____ DATA ENTRIES
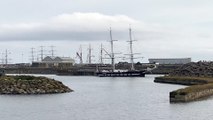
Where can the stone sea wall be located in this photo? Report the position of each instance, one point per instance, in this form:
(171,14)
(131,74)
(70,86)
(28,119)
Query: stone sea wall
(187,97)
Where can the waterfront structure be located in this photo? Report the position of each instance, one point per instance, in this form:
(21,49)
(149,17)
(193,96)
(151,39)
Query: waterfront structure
(54,62)
(170,60)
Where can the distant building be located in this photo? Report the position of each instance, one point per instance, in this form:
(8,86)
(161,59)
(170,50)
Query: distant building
(170,60)
(54,62)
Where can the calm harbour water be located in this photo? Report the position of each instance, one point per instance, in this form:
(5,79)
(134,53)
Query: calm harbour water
(105,99)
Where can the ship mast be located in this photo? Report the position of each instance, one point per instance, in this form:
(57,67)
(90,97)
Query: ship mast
(112,51)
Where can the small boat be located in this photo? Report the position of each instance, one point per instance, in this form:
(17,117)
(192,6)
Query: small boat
(113,73)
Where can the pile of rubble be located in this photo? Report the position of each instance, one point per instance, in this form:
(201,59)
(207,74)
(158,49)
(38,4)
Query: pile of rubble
(195,69)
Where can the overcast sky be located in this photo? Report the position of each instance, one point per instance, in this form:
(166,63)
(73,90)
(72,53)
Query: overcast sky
(162,28)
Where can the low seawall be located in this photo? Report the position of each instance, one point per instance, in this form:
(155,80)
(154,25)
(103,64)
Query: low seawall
(198,88)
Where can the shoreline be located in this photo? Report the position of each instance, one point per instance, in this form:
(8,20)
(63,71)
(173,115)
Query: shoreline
(199,87)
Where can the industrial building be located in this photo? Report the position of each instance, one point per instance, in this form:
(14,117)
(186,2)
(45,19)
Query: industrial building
(54,62)
(170,60)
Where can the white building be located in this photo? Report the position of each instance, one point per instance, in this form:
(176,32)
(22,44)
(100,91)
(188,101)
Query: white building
(170,60)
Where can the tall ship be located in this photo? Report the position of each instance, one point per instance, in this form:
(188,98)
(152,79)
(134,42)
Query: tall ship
(117,73)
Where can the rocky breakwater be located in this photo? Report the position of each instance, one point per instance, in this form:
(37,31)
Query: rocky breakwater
(31,85)
(198,76)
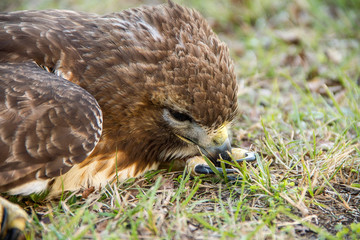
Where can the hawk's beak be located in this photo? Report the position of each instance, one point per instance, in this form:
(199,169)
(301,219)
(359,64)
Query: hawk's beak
(220,147)
(216,152)
(215,148)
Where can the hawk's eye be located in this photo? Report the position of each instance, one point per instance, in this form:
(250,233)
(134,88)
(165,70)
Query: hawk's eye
(181,117)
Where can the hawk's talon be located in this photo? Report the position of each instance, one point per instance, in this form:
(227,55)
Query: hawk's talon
(13,220)
(205,169)
(249,157)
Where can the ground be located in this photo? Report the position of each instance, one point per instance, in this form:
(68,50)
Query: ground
(298,67)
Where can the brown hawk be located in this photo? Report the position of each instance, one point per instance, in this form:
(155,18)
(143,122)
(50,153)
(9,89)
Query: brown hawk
(85,97)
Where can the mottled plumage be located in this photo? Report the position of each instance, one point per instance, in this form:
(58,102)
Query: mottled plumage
(83,96)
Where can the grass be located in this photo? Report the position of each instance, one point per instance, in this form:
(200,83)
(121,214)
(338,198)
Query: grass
(297,64)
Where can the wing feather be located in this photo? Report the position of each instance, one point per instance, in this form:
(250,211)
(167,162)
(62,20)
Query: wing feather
(47,124)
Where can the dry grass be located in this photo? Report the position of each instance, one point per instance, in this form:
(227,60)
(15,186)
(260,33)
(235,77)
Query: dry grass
(298,67)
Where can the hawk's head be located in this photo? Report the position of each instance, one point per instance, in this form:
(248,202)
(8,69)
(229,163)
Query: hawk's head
(171,91)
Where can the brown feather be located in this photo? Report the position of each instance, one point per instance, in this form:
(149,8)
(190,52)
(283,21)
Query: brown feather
(135,63)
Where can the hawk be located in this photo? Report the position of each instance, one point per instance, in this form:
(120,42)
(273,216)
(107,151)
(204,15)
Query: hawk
(85,98)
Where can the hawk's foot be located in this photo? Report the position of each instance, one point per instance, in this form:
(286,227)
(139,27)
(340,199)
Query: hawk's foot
(197,165)
(12,220)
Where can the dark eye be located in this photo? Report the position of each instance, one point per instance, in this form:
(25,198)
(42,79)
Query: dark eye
(181,117)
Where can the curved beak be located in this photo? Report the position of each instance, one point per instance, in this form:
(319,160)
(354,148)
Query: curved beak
(216,152)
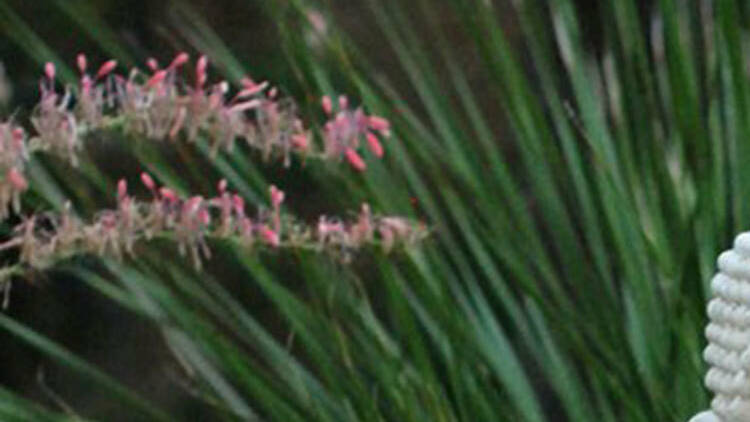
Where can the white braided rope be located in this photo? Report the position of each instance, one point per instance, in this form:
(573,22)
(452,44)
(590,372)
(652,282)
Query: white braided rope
(728,334)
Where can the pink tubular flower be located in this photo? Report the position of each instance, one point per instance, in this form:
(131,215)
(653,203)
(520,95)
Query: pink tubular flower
(81,61)
(327,105)
(374,144)
(204,216)
(168,194)
(152,64)
(270,236)
(49,70)
(122,189)
(380,124)
(148,181)
(277,196)
(16,179)
(106,68)
(239,205)
(157,78)
(300,141)
(355,160)
(200,71)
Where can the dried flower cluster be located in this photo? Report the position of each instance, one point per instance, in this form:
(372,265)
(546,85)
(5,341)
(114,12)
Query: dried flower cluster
(46,238)
(345,129)
(156,104)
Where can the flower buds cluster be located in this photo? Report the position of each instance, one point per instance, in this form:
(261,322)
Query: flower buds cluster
(44,239)
(157,104)
(13,156)
(346,128)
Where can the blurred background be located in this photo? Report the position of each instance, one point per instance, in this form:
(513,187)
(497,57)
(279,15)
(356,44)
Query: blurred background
(578,161)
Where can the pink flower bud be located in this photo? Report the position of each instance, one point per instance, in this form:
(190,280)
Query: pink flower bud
(379,123)
(16,180)
(239,204)
(49,70)
(106,68)
(277,196)
(204,216)
(156,79)
(178,122)
(326,103)
(122,188)
(17,135)
(152,64)
(81,61)
(179,60)
(168,194)
(193,203)
(148,181)
(270,236)
(200,71)
(355,160)
(251,88)
(300,141)
(374,144)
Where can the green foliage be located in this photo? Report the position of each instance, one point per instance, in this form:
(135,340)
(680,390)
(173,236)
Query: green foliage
(569,266)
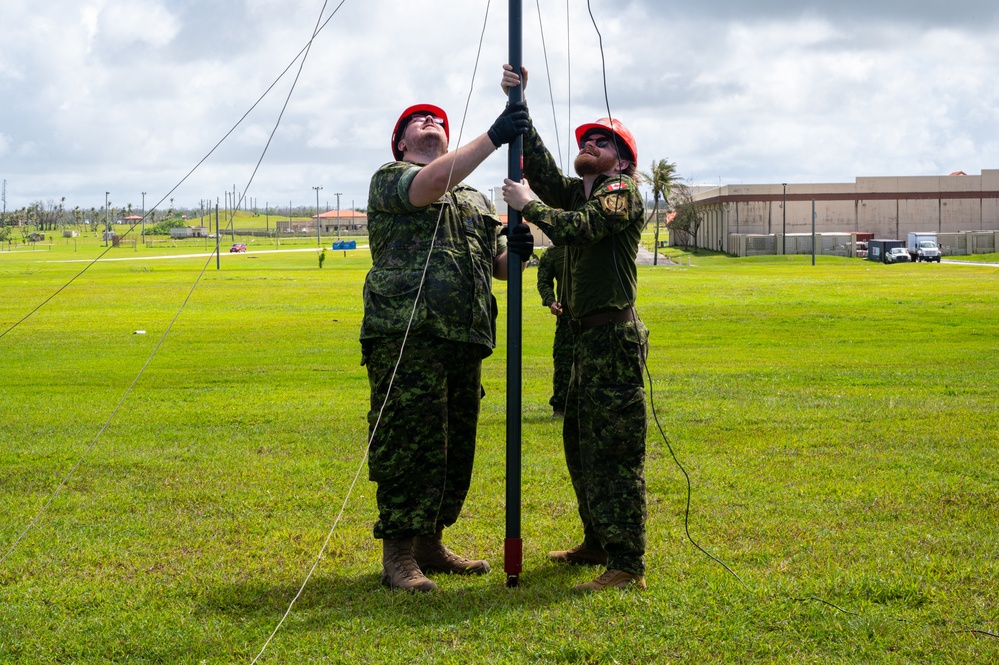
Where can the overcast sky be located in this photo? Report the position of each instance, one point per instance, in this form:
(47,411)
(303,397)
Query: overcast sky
(128,96)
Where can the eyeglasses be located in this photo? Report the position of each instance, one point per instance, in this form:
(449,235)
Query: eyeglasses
(423,118)
(598,140)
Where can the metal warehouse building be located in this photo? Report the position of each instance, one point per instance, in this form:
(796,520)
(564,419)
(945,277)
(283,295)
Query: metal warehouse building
(762,219)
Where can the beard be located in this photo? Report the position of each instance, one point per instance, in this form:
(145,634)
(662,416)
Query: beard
(429,143)
(590,164)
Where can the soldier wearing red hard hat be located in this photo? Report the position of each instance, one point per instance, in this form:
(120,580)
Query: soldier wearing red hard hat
(598,217)
(429,320)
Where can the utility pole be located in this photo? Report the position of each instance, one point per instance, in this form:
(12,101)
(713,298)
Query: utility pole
(513,546)
(338,194)
(319,238)
(107,218)
(783,230)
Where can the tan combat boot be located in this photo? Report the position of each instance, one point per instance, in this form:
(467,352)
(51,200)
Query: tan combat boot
(580,555)
(432,556)
(399,568)
(614,579)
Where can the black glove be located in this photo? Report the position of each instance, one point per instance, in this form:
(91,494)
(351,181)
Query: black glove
(520,241)
(513,122)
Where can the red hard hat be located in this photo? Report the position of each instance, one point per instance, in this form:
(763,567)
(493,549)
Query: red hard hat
(400,124)
(616,128)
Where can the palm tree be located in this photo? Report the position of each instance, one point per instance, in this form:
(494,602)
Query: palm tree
(662,177)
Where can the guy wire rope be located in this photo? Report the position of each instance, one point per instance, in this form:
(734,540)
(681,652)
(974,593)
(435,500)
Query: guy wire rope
(153,208)
(662,433)
(388,389)
(686,517)
(304,55)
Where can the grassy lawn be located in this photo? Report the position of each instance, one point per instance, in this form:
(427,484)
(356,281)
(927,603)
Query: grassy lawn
(838,422)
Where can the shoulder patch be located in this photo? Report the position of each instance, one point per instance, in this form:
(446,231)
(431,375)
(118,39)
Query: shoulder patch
(615,204)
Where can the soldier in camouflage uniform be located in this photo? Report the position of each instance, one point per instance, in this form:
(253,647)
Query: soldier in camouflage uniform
(599,218)
(428,323)
(551,274)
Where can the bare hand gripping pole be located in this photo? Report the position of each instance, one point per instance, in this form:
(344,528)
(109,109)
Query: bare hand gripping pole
(513,550)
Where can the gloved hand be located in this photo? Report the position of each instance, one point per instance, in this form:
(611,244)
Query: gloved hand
(511,123)
(520,241)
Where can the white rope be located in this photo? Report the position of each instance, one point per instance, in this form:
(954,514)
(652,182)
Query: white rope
(388,389)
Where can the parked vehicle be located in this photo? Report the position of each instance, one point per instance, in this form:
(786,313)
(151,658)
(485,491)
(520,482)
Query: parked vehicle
(878,248)
(897,255)
(923,247)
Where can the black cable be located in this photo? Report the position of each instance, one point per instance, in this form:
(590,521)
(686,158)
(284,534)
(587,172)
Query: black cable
(686,517)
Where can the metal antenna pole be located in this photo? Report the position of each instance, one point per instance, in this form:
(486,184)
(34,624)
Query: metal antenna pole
(513,550)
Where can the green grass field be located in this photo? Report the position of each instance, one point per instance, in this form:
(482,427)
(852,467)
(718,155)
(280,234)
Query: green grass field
(839,424)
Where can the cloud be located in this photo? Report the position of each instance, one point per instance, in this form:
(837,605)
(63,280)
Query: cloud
(130,95)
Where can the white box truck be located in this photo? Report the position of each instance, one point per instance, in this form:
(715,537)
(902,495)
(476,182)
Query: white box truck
(923,247)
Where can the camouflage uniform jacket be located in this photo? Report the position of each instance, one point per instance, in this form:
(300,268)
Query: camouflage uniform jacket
(456,301)
(551,272)
(601,233)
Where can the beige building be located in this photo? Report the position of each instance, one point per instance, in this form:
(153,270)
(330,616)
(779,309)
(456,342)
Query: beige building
(752,219)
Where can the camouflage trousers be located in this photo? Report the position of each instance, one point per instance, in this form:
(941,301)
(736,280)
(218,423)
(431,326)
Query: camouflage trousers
(423,448)
(604,438)
(562,358)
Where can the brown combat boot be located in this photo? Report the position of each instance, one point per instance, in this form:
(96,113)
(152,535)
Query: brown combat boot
(614,579)
(399,568)
(432,556)
(580,555)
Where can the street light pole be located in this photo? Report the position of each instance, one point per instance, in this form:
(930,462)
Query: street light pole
(319,240)
(337,215)
(783,230)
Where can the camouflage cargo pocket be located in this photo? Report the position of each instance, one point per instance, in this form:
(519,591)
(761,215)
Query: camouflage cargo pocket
(389,297)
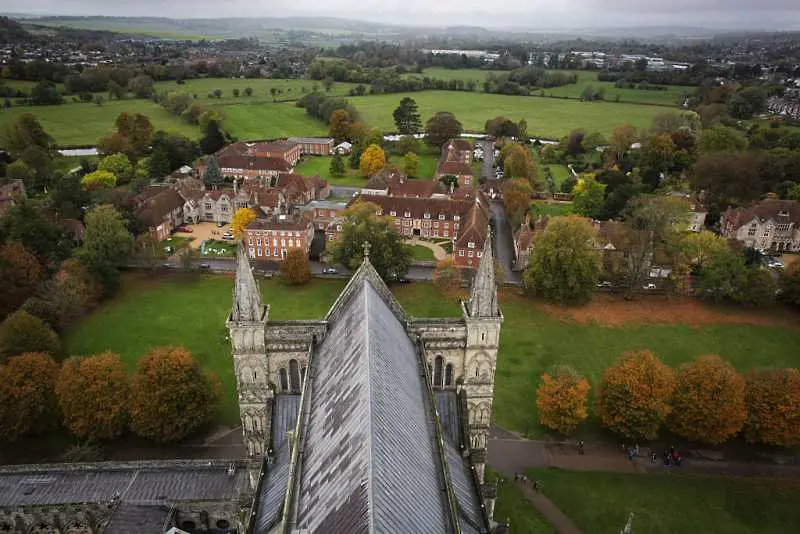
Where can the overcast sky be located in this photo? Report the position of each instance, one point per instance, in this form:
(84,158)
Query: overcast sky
(533,14)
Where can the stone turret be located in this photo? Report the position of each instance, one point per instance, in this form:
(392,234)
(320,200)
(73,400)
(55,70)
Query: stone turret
(483,320)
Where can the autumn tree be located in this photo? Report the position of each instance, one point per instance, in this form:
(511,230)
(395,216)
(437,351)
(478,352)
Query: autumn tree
(411,164)
(340,125)
(447,279)
(27,398)
(98,179)
(773,407)
(709,401)
(241,220)
(388,254)
(441,128)
(170,396)
(635,394)
(564,265)
(561,399)
(296,269)
(20,273)
(92,395)
(406,117)
(372,160)
(22,332)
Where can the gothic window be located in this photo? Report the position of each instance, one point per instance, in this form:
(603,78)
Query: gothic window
(284,379)
(294,376)
(437,371)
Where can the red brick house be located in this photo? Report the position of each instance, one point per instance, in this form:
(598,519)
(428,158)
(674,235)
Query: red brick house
(271,239)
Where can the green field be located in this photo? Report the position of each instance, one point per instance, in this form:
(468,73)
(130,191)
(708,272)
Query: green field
(546,117)
(599,503)
(83,124)
(190,310)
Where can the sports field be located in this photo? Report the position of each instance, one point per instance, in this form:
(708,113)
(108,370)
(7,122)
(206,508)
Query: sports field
(546,117)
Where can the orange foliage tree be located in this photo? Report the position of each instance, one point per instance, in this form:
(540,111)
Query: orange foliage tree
(561,399)
(773,407)
(92,393)
(709,401)
(634,396)
(27,399)
(170,395)
(296,269)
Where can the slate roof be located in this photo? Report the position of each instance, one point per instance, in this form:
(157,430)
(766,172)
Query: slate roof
(370,463)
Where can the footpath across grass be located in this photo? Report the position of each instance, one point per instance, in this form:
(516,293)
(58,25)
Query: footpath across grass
(599,503)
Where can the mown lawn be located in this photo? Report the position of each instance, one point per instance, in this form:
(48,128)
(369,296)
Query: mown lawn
(599,503)
(77,124)
(546,117)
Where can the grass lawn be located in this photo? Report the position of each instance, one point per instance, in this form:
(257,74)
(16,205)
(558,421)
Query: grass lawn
(269,121)
(421,253)
(599,503)
(77,124)
(546,117)
(513,509)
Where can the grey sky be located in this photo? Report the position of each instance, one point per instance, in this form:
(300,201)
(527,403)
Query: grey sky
(534,14)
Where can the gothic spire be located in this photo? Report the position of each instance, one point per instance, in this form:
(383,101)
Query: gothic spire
(246,294)
(483,295)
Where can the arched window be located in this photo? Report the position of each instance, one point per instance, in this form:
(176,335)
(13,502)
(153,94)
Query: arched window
(294,376)
(437,371)
(284,379)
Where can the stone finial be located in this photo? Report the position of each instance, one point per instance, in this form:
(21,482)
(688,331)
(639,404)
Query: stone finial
(483,295)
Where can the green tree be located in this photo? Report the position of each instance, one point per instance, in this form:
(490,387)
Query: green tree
(22,332)
(442,127)
(336,168)
(406,117)
(411,164)
(387,251)
(170,395)
(119,165)
(564,265)
(106,243)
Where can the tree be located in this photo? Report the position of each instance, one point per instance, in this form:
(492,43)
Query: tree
(727,178)
(372,160)
(119,165)
(241,220)
(22,332)
(336,168)
(21,273)
(588,196)
(411,164)
(442,127)
(709,401)
(773,407)
(170,396)
(447,279)
(388,254)
(564,265)
(720,138)
(212,176)
(106,243)
(296,269)
(634,396)
(561,400)
(340,125)
(27,399)
(406,117)
(92,395)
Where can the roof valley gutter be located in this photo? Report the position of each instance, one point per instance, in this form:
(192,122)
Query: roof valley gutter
(290,511)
________
■ **REQUEST**
Every line from the one containing "Where can the tree" through the last line must be copied exactly; leave out the rest.

■ **TASK SOLUTION**
Where can the tree be located in this photo? Report the position of each instance, one point per instance, in this form:
(492,43)
Query: tree
(727,178)
(372,160)
(119,165)
(241,220)
(22,332)
(336,168)
(21,273)
(588,196)
(411,164)
(442,127)
(709,401)
(773,407)
(170,396)
(447,279)
(388,254)
(564,265)
(720,138)
(212,176)
(106,243)
(296,269)
(634,396)
(561,400)
(340,125)
(27,399)
(406,117)
(92,395)
Where can the roof valley gutter be located in this photo? Report the position of each instance, one point per instance, in this form:
(192,122)
Query: roof valley gutter
(290,511)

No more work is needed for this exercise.